PROBLEM SET —
a: Answer these questions about the Kensington blog post:
(i) How many children did Ian and Curly Corlett have?
(ii) What was the communion bread served on at the Sunday night service, and what was in the glass?
(iii) What did the young policeman at the meeting do with his side arm?
b: Write what comes next in the Kensington blog post, starting right after its last sentence.

SOURCE EXTRACT —
★ ★ ★
Dunedin, New Zealand, my city - my people

Sunday, April 8, 2012

Good People continued... Kensington Lights

Three good mates. Jeff, me and Ian Corlett. We trained together and stayed friends on life's journey.

Curly Corlett on the left with my wife.

High rise public housing.
Visiting friends in Melbourne years ago, the lady of the house came to me with a little baby and a bottle of milk and said, "Here you... Feed this!"(with a good humoured twinkle in her eye.) I sat on a couch and began to feed the baby, the little daughter of a very depressed solo mum visiting the house. A partly drunk alcoholic woman sat down next to me, leaned over me and cooed at the baby. She smelt so bad that my nose twitched. Where was I? What was happening? I was at Ian and Curly Corlett's home in Kensington, Melbourne. They had a house near the high rise public housing flats of Melbourne. There they lived with their family of four kids. They had an experimental ministry to the community going and their base was their family home. If you visited you never knew who your fellow guests were going to be. There was a sort of "open home" policy operating. 

The Kensington area was an area where there were great needs. Ian and Curly became involved in the community doing lots of "community building" activities. A credit Union began. A bus was purchased and that was used for trips out of the area and bus parties. They had a Sunday night "church service" in their lounge. People would come and there would be discussion, prayers about local needs and communion handed around, bread on a normal bread and butter plate and a glass with grape juice. After church there was a big feed on the table and then people often played cards. People with a variety of needs would call and Ian and Curly would seek to meet needs, advocate for people or encourage their own growth and decision making. Ian was an important part of the community. I arrived on a plane from NZ once. Ian met me and said, "We're going to a meeting at the police station." Ian was part of a community group who met regularly with Police to discuss issues. (I recall that meeting. The young policeman sitting next to me must have felt uncomfortable with his side arm on, so pulled it out and sat it on the table next to me! Coming from NZ it was uncomfortable for me having this "canon" sitting near me! NZ police are still unarmed.)
★ ★ ★
(Point localization data)
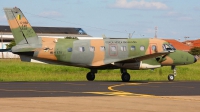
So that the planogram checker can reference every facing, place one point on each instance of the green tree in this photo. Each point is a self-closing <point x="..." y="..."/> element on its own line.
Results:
<point x="195" y="51"/>
<point x="9" y="46"/>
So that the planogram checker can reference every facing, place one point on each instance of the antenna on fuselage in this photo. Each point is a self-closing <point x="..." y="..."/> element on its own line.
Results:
<point x="130" y="34"/>
<point x="104" y="36"/>
<point x="156" y="29"/>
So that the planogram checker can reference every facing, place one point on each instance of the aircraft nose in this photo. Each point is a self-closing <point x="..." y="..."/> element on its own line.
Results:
<point x="195" y="59"/>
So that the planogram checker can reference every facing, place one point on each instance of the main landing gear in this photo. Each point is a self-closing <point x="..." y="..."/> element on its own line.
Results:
<point x="172" y="76"/>
<point x="91" y="75"/>
<point x="125" y="76"/>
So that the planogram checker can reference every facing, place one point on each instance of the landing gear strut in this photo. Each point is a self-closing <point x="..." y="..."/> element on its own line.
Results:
<point x="91" y="75"/>
<point x="172" y="76"/>
<point x="125" y="76"/>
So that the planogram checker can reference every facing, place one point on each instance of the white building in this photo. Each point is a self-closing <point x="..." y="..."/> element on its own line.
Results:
<point x="54" y="32"/>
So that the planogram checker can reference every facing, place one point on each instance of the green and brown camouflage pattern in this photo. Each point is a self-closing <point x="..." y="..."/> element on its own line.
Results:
<point x="117" y="53"/>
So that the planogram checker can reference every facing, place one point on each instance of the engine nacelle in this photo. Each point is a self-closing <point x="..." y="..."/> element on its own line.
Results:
<point x="137" y="66"/>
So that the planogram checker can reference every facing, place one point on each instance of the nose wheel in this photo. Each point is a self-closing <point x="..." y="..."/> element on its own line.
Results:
<point x="90" y="76"/>
<point x="125" y="76"/>
<point x="172" y="76"/>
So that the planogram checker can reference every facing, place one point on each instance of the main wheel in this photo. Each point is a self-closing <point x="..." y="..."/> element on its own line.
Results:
<point x="90" y="76"/>
<point x="171" y="77"/>
<point x="125" y="77"/>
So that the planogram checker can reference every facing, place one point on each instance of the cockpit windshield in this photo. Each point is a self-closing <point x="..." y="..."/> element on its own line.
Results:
<point x="167" y="47"/>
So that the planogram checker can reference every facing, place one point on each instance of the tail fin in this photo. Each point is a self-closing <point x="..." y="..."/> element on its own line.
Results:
<point x="21" y="29"/>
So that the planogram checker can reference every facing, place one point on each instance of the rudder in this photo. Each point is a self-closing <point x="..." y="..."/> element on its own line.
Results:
<point x="21" y="29"/>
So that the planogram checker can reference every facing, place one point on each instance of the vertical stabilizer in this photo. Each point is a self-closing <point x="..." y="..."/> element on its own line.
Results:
<point x="21" y="29"/>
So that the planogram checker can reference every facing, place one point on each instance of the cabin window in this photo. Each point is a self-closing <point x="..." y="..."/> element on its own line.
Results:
<point x="92" y="49"/>
<point x="69" y="49"/>
<point x="142" y="48"/>
<point x="153" y="47"/>
<point x="132" y="48"/>
<point x="82" y="49"/>
<point x="113" y="48"/>
<point x="123" y="48"/>
<point x="166" y="47"/>
<point x="102" y="48"/>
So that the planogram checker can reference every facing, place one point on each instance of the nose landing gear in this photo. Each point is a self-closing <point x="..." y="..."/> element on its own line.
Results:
<point x="172" y="76"/>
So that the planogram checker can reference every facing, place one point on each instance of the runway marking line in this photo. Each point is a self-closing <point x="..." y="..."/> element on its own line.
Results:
<point x="129" y="94"/>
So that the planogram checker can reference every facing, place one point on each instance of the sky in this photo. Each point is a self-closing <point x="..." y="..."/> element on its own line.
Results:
<point x="174" y="19"/>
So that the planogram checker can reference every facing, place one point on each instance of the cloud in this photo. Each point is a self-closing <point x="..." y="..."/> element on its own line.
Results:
<point x="185" y="18"/>
<point x="3" y="18"/>
<point x="142" y="4"/>
<point x="178" y="16"/>
<point x="50" y="14"/>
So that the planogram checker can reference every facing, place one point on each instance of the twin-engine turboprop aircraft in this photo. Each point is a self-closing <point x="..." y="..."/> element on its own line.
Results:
<point x="94" y="54"/>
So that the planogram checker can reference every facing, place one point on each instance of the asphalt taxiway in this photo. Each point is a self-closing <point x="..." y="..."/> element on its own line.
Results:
<point x="62" y="89"/>
<point x="100" y="96"/>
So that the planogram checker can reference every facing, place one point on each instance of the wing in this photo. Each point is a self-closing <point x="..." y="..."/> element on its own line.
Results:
<point x="131" y="59"/>
<point x="140" y="58"/>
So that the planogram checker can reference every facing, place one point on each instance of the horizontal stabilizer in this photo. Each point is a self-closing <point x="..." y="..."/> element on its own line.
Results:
<point x="5" y="50"/>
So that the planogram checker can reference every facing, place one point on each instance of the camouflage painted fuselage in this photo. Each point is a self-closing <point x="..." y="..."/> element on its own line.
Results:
<point x="133" y="54"/>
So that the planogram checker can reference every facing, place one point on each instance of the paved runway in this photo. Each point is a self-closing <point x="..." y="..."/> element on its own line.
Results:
<point x="100" y="96"/>
<point x="66" y="89"/>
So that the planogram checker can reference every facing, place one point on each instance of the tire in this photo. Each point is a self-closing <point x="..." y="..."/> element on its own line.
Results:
<point x="171" y="77"/>
<point x="90" y="76"/>
<point x="125" y="77"/>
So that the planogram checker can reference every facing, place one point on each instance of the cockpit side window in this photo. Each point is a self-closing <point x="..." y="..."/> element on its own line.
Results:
<point x="173" y="48"/>
<point x="168" y="47"/>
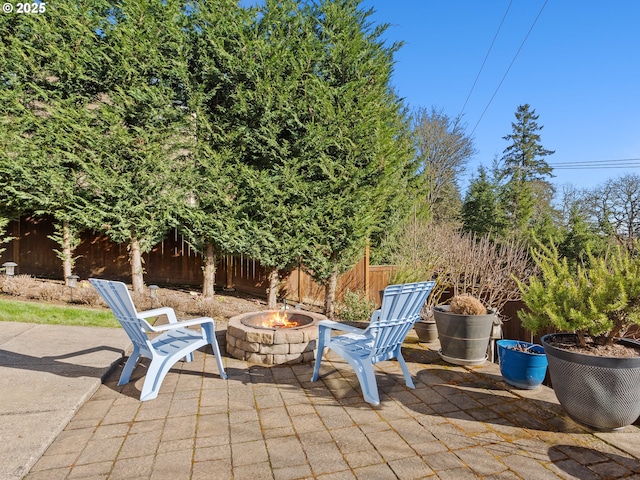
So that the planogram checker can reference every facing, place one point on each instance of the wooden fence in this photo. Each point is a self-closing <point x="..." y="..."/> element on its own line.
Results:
<point x="173" y="262"/>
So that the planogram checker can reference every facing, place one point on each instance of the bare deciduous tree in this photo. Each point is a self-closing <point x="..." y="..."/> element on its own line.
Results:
<point x="443" y="149"/>
<point x="461" y="263"/>
<point x="615" y="206"/>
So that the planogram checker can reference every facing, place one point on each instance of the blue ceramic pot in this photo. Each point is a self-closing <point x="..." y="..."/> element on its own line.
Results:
<point x="522" y="369"/>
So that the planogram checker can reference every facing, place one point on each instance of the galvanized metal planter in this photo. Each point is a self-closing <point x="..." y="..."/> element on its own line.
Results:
<point x="464" y="339"/>
<point x="601" y="392"/>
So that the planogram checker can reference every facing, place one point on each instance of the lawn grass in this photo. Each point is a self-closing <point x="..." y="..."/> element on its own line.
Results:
<point x="32" y="312"/>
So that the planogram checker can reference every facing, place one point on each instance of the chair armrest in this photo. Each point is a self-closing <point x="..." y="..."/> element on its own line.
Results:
<point x="181" y="324"/>
<point x="169" y="312"/>
<point x="340" y="326"/>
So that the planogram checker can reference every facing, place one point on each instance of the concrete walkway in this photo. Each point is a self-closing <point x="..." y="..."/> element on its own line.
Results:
<point x="47" y="373"/>
<point x="272" y="423"/>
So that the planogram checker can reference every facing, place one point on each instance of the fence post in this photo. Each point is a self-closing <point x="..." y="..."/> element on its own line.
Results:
<point x="300" y="280"/>
<point x="366" y="271"/>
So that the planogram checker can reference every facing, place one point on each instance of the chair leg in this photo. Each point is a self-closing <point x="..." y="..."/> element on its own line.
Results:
<point x="158" y="369"/>
<point x="319" y="352"/>
<point x="129" y="367"/>
<point x="368" y="384"/>
<point x="216" y="353"/>
<point x="405" y="371"/>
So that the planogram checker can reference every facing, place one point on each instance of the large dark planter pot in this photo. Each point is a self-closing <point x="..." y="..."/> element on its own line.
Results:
<point x="464" y="339"/>
<point x="426" y="331"/>
<point x="522" y="369"/>
<point x="601" y="392"/>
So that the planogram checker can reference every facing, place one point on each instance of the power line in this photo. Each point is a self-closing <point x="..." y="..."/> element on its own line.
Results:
<point x="592" y="162"/>
<point x="597" y="164"/>
<point x="509" y="68"/>
<point x="486" y="57"/>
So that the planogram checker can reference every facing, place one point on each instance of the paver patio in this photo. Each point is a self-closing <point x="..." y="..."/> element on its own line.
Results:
<point x="273" y="423"/>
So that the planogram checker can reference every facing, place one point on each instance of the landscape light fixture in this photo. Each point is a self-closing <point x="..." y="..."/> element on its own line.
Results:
<point x="72" y="281"/>
<point x="153" y="293"/>
<point x="9" y="268"/>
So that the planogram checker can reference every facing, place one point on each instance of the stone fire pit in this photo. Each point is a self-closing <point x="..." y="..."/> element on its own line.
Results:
<point x="273" y="345"/>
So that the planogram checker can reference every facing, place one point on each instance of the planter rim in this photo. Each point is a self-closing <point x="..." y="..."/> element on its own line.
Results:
<point x="506" y="343"/>
<point x="445" y="309"/>
<point x="593" y="360"/>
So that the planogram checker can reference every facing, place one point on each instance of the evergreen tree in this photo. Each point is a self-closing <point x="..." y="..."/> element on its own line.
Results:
<point x="359" y="151"/>
<point x="271" y="111"/>
<point x="50" y="79"/>
<point x="481" y="212"/>
<point x="141" y="129"/>
<point x="523" y="164"/>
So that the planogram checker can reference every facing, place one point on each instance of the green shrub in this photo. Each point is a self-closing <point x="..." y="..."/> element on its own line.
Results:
<point x="600" y="298"/>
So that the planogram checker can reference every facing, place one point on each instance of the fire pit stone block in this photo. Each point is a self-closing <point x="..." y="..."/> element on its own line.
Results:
<point x="275" y="346"/>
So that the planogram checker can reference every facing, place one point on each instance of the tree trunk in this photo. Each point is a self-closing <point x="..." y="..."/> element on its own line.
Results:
<point x="135" y="259"/>
<point x="209" y="271"/>
<point x="67" y="254"/>
<point x="272" y="299"/>
<point x="330" y="295"/>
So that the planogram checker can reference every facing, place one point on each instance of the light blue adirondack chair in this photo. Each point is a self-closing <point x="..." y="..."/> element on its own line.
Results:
<point x="380" y="341"/>
<point x="174" y="341"/>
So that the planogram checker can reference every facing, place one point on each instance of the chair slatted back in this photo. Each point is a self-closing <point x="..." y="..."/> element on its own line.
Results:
<point x="400" y="309"/>
<point x="117" y="297"/>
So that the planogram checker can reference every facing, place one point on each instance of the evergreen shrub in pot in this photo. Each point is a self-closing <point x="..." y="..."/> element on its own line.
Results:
<point x="595" y="372"/>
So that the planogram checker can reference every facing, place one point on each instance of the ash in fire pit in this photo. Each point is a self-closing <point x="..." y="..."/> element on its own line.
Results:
<point x="275" y="320"/>
<point x="266" y="338"/>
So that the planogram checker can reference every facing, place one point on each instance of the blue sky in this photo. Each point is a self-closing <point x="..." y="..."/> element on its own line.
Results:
<point x="579" y="68"/>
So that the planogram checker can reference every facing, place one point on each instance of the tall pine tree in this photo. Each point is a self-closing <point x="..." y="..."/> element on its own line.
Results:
<point x="524" y="163"/>
<point x="142" y="135"/>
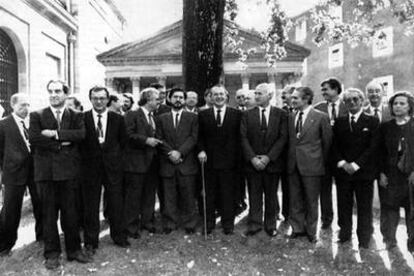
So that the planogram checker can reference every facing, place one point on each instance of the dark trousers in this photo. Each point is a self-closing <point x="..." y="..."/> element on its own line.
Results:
<point x="285" y="195"/>
<point x="140" y="200"/>
<point x="326" y="198"/>
<point x="59" y="196"/>
<point x="11" y="212"/>
<point x="392" y="198"/>
<point x="364" y="193"/>
<point x="304" y="196"/>
<point x="260" y="183"/>
<point x="91" y="193"/>
<point x="220" y="190"/>
<point x="179" y="201"/>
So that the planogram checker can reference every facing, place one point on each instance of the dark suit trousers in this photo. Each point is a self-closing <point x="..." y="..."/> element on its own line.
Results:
<point x="260" y="183"/>
<point x="179" y="201"/>
<point x="220" y="189"/>
<point x="11" y="212"/>
<point x="140" y="199"/>
<point x="59" y="196"/>
<point x="91" y="191"/>
<point x="392" y="198"/>
<point x="364" y="193"/>
<point x="326" y="198"/>
<point x="304" y="197"/>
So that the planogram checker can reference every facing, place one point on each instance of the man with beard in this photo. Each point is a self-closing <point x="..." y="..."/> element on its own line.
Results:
<point x="178" y="131"/>
<point x="55" y="134"/>
<point x="376" y="108"/>
<point x="219" y="144"/>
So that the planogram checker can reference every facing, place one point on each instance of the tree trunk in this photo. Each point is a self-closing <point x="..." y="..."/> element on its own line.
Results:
<point x="202" y="44"/>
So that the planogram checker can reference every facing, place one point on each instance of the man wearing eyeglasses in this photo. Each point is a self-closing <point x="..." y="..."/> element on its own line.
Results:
<point x="102" y="166"/>
<point x="333" y="106"/>
<point x="355" y="144"/>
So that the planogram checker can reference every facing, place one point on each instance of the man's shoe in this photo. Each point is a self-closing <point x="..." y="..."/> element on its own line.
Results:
<point x="123" y="243"/>
<point x="167" y="231"/>
<point x="228" y="231"/>
<point x="189" y="231"/>
<point x="80" y="257"/>
<point x="312" y="238"/>
<point x="252" y="232"/>
<point x="271" y="232"/>
<point x="296" y="235"/>
<point x="52" y="263"/>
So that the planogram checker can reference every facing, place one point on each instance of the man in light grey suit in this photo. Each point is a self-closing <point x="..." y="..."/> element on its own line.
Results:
<point x="310" y="137"/>
<point x="374" y="92"/>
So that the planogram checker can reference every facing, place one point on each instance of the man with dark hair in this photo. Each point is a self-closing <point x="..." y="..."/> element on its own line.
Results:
<point x="141" y="165"/>
<point x="178" y="131"/>
<point x="333" y="106"/>
<point x="219" y="145"/>
<point x="55" y="134"/>
<point x="114" y="104"/>
<point x="310" y="137"/>
<point x="264" y="134"/>
<point x="102" y="166"/>
<point x="16" y="165"/>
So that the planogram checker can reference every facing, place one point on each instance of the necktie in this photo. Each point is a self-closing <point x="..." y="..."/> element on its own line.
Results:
<point x="353" y="123"/>
<point x="263" y="124"/>
<point x="333" y="115"/>
<point x="299" y="123"/>
<point x="218" y="118"/>
<point x="25" y="130"/>
<point x="99" y="124"/>
<point x="58" y="118"/>
<point x="176" y="120"/>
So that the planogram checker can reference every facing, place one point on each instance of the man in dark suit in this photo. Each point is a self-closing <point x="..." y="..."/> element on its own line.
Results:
<point x="141" y="165"/>
<point x="310" y="137"/>
<point x="355" y="144"/>
<point x="102" y="166"/>
<point x="375" y="92"/>
<point x="219" y="145"/>
<point x="16" y="164"/>
<point x="263" y="136"/>
<point x="333" y="106"/>
<point x="178" y="131"/>
<point x="55" y="133"/>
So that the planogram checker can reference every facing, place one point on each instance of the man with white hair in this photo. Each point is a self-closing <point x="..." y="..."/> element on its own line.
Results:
<point x="16" y="164"/>
<point x="264" y="135"/>
<point x="356" y="139"/>
<point x="375" y="91"/>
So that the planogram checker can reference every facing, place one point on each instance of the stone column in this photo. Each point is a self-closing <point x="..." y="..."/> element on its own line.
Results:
<point x="135" y="88"/>
<point x="245" y="80"/>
★ ★ ★
ANSWERS PROVIDED —
a:
(i) Four.
(ii) The bread was on a normal bread and butter plate, and the glass held grape juice.
(iii) He pulled it out and set it on the table next to the writer.

b:
I was inspired by Curly and Ian. Here was the Church serving the community, really involved in the community in costly ministry. Secondly here was real Christian hospitality being expressed. Curly was (still is) magnificent. With little enough to live on, she always managed to feed people well, with a sense of humour and love. (They had voluntarily put themselves on the equivalent of the unemployment benefit, since many of the people in Kensington lived on that.) Thirdly, here was true acceptance of people. The people visiting, or around the table could be smelly alcoholics, a prostitute from St Kilda, some needy mum and her kids, whoever, but they were welcomed with humour, respect and love. I once asked Curly how come she could love these people, and she said something like, "I look at them and remind myself God loves 'em." These people were practicing the love of Jesus in a very real way. I think overall it must have been quite a stressful lifestyle and maybe the model was unsustainable without a greater team of support, but its directions and principles were right. Involvement in the community, not hiding behind religious walls and practices. Truly being salt in the community.  With this, open hearted, big hearted love for people, meeting people at their point of need and respecting them. The ministry in Kensington was as much Curly's as it was Ian's. She was a rock behind Ian, and a beacon of light to many people.  Ian went on to different ministries, and then moved to Adelaide giving leadership by stimulating the work of many churches. Ill health brought early retirement for Ian. 

Ian was one of my friends when I did my theological training in Melbourne. We, and another Aussie mate Jeff, stayed friends in spite of the distance between NZ and Australia. He used to annoy me. Sometimes he could be so dogmatic with friends. He was on a journey and we knew each other so well that we bounced off each other freely in our thinking and journey through life and ministry. (I probably annoyed him at times too.) He died three years ago, and one wonders if the stress he took on board back in Kensington did not contribute to his early death?  His funeral was packed with people, many talking to me and telling of how much his ministry had changed their lives. Curly continues sharing love in her special way. Her home is still a place of loving hospitality. I could tell you much more about this couple, and their journey, but that is enough. Their experience in Kensington challenged and inspired me to find ways to express the same principles in ministry. In spite of being Australians, they are good, inspiring people that I have been privileged to know. 

Thanks to God for those inviting us to live more faithfully!
Thanks to God for those who show us richer lives of charity!
Thanks for those we see no longer, but whose mem’ries in us lie!
Thanks to God for those who teach us how to live and how to die!